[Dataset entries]
───

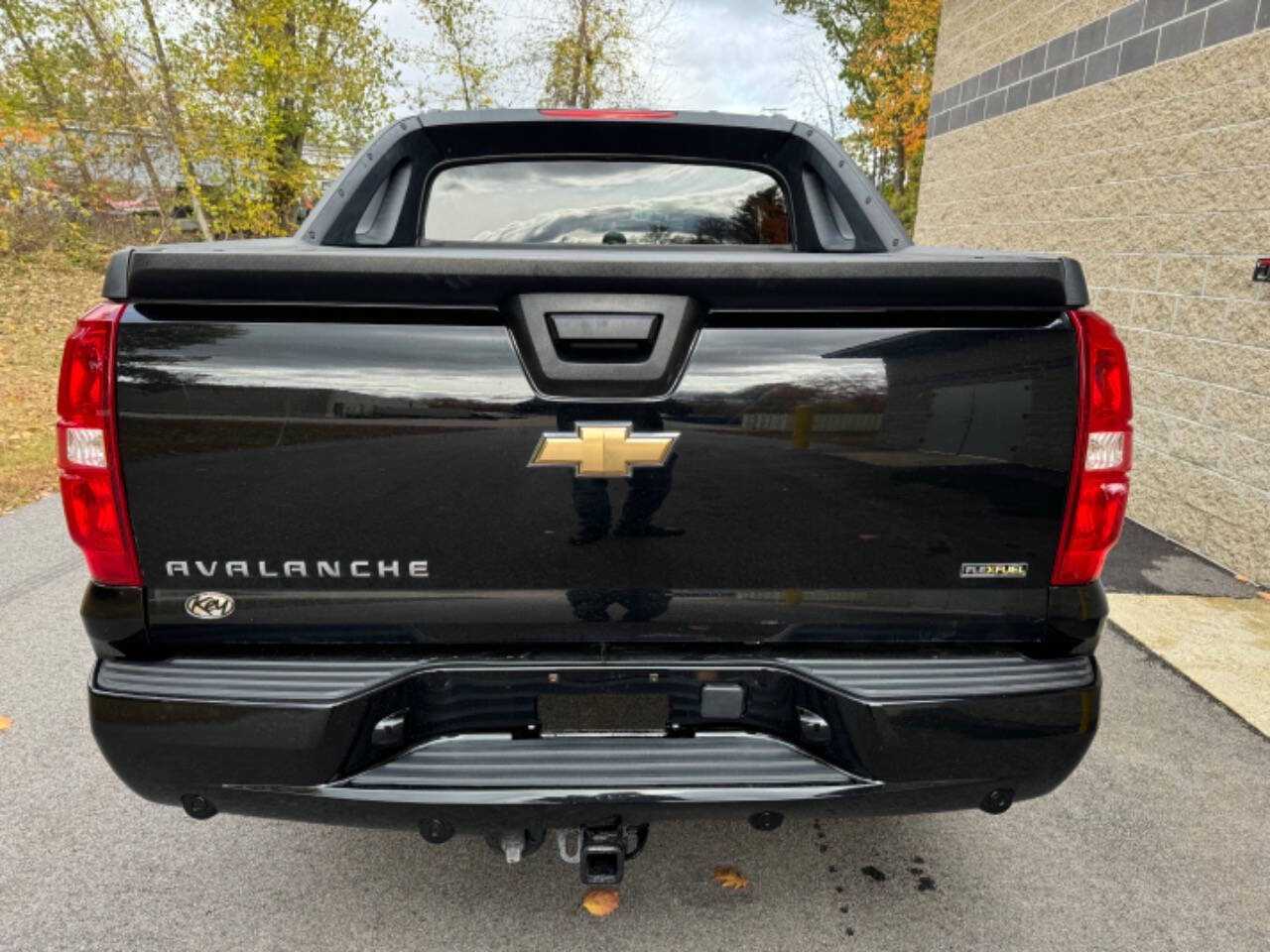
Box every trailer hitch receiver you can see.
[557,822,648,886]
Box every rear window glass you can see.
[423,159,790,246]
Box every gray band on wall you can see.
[926,0,1270,139]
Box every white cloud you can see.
[377,0,837,126]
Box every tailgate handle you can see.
[548,313,662,344]
[508,294,701,400]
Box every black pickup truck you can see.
[59,110,1130,883]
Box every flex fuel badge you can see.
[961,562,1028,579]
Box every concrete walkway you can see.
[1102,523,1270,735]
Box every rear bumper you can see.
[89,654,1099,831]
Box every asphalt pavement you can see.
[0,499,1270,952]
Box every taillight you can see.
[58,304,141,585]
[1051,311,1133,585]
[539,109,679,119]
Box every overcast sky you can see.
[380,0,853,126]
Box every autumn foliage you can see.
[781,0,940,228]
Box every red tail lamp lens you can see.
[58,304,141,585]
[1051,311,1133,585]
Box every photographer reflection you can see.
[557,404,684,545]
[566,589,671,622]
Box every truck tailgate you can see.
[117,271,1079,645]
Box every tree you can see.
[418,0,499,109]
[182,0,396,234]
[779,0,940,228]
[530,0,671,109]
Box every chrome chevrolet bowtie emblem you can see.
[530,422,680,479]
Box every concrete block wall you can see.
[916,0,1270,583]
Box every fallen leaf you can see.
[581,890,618,916]
[715,866,749,890]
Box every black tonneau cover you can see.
[104,239,1088,311]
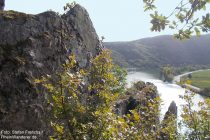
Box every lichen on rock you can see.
[0,5,99,137]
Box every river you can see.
[126,72,204,120]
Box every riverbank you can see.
[173,69,210,97]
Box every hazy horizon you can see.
[5,0,210,42]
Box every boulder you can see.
[0,5,100,139]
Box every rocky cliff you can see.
[0,5,100,139]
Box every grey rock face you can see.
[0,5,99,139]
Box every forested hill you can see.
[105,34,210,69]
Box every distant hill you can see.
[105,34,210,69]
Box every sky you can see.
[5,0,207,42]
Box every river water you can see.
[126,72,204,120]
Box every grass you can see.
[190,70,210,89]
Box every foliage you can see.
[181,93,210,140]
[35,50,126,140]
[143,0,210,39]
[35,50,209,140]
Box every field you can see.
[190,70,210,89]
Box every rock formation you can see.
[0,5,99,139]
[115,81,158,115]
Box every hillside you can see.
[105,35,210,70]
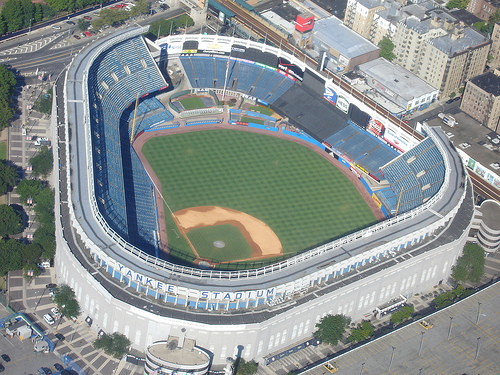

───

Request: Rescale the lines from the one containing "Box every field you can see." through the end of the entries, repeating each line with its request included. Multiply every bounding box coordinate by 2.45, round to whole numbers with halves rounded up, and leave the pictures out.

Response for this exercise:
Box every field you can see.
[466,172,515,218]
Box every rock formation you can see.
[0,12,243,341]
[282,198,387,282]
Box every hillside you can see.
[257,86,515,172]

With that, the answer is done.